Fragmento del texto.
Andrés junto a su abuela Sofía

 

La música

La abuela Sofía estaba por cumplir 93 años y tenía un principio de Alzheimer. Estaba aplomada, rendida en una mecedora de mimbre y con la mirada perdida.

La mujer había pasado cuatro décadas en un luto eterno. Su marido, Bernardo, había muerto en los 80, ella había llenado el vacío con sus nietos, pero cuando sus nietos crecieron y se alejaron, el piso se le abierto bajo los pies.

El luto la había hecho dejar de cocinar, dejar de bailar. De los brownies de chocolate no quedaba nada. De la abuela que había bailado animada en el Bar Mitzvá de Andrés, menos.

“Yo me sentaba al lado de ella y me decía a mí mismo ‘sos un pelotudo, te perdiste a tu abuela, no te no te reconoce más, se va a morir’. Ella me agarraba de la mano, me miraba y yo me ponía a llorar. La sensación era que me estaba diciendo ‘ya está, ya me estoy yendo, quédate con lo que puedas”.

Pero Andrés siguió tocando.

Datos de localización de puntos
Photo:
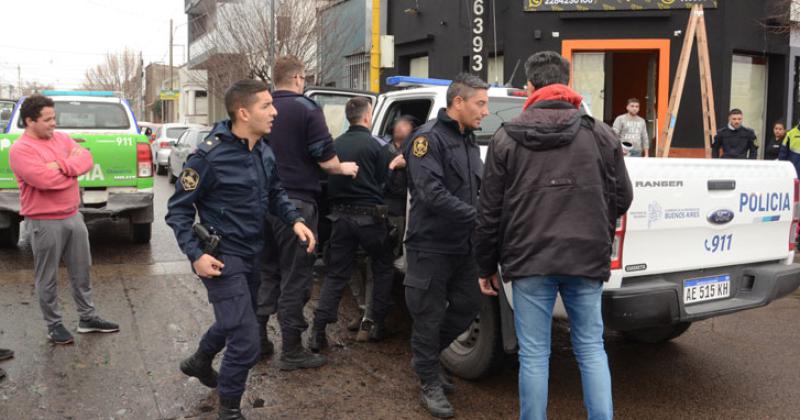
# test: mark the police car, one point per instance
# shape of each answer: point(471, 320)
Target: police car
point(120, 185)
point(702, 238)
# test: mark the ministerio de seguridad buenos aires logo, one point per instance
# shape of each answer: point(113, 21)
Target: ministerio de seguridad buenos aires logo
point(612, 5)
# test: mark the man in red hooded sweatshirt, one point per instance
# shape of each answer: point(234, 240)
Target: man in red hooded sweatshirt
point(553, 187)
point(47, 165)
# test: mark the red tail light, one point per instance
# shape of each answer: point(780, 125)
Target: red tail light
point(144, 161)
point(795, 216)
point(616, 246)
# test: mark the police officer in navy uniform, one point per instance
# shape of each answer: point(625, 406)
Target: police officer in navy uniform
point(360, 218)
point(232, 183)
point(444, 171)
point(735, 140)
point(303, 145)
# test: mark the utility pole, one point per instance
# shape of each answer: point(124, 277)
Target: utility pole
point(273, 35)
point(171, 81)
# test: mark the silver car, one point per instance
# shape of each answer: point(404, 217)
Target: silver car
point(182, 148)
point(166, 136)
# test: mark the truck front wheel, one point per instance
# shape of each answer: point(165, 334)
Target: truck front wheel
point(9, 236)
point(655, 335)
point(477, 352)
point(141, 232)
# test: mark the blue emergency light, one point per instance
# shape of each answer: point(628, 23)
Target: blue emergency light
point(405, 81)
point(94, 93)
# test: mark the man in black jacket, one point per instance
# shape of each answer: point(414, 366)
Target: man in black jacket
point(550, 228)
point(444, 170)
point(735, 140)
point(359, 217)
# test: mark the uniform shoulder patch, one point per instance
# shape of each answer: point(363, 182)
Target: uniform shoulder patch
point(190, 179)
point(420, 146)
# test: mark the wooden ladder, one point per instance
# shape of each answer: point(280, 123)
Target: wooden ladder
point(695, 29)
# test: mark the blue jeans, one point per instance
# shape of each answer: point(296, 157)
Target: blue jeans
point(534, 298)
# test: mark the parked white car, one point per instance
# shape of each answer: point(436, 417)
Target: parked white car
point(166, 136)
point(702, 238)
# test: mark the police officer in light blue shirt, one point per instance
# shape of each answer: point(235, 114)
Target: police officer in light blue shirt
point(232, 183)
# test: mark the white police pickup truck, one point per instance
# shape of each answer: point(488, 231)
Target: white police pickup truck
point(702, 238)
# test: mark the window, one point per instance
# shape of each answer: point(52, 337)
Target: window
point(749, 91)
point(418, 108)
point(418, 67)
point(90, 115)
point(500, 111)
point(175, 132)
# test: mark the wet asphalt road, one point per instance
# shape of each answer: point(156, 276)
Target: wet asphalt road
point(743, 366)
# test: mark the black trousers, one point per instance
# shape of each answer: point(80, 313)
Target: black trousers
point(287, 274)
point(235, 327)
point(350, 232)
point(443, 298)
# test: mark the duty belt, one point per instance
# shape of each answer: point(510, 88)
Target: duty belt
point(379, 211)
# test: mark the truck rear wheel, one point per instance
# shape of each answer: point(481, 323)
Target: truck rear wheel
point(657, 335)
point(477, 352)
point(9, 236)
point(141, 232)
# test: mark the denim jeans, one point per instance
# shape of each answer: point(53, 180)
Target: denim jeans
point(534, 298)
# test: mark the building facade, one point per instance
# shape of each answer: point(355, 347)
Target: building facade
point(619, 49)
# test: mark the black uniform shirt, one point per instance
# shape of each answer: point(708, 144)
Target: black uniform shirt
point(359, 146)
point(231, 188)
point(444, 171)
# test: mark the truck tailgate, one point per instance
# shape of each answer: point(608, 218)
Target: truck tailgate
point(690, 214)
point(114, 158)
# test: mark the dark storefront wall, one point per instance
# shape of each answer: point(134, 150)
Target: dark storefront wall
point(441, 31)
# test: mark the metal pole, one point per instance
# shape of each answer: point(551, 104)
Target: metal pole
point(272, 46)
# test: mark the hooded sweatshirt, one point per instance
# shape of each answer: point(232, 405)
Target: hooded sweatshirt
point(47, 193)
point(554, 185)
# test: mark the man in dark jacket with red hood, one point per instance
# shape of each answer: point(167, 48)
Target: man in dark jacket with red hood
point(553, 187)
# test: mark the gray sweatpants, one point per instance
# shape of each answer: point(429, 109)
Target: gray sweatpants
point(51, 240)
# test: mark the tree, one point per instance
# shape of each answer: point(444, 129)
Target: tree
point(240, 45)
point(119, 72)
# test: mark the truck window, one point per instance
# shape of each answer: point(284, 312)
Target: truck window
point(418, 108)
point(500, 111)
point(90, 115)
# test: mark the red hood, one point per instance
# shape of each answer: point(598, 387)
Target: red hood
point(554, 93)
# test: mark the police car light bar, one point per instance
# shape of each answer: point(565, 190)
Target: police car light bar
point(95, 93)
point(406, 81)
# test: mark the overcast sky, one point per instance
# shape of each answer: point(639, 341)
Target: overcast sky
point(56, 41)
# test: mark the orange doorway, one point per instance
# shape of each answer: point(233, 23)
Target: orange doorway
point(610, 71)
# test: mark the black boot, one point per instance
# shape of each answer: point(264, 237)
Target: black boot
point(198, 365)
point(433, 399)
point(229, 409)
point(317, 340)
point(294, 356)
point(267, 347)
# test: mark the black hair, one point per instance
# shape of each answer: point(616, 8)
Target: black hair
point(242, 94)
point(464, 85)
point(547, 68)
point(32, 107)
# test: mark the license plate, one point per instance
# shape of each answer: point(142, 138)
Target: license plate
point(706, 288)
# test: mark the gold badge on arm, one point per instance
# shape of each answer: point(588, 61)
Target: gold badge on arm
point(190, 179)
point(420, 146)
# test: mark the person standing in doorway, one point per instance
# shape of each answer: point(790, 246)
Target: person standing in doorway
point(735, 140)
point(302, 145)
point(632, 129)
point(550, 229)
point(47, 165)
point(773, 148)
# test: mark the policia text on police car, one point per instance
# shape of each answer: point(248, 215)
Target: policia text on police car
point(231, 183)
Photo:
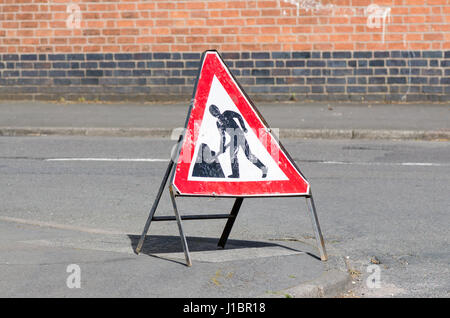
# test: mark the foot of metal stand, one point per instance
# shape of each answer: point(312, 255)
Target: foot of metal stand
point(155, 205)
point(316, 226)
point(180, 228)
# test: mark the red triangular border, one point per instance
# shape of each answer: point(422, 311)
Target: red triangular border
point(296, 185)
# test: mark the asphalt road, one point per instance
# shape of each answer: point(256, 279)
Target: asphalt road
point(382, 200)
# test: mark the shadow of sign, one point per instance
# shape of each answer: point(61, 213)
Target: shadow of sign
point(205, 249)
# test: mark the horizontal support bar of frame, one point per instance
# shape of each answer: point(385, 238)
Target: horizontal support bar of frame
point(193, 217)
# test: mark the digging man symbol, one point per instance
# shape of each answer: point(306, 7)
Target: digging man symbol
point(227, 124)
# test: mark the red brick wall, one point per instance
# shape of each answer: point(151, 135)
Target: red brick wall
point(46, 26)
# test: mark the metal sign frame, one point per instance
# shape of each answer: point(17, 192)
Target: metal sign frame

Consigna. En el fragmento sobre la abuela Sofía, ¿cómo se llamaba su marido? Las entradas son un material independiente del fragmento.

Respuesta. Bernardo.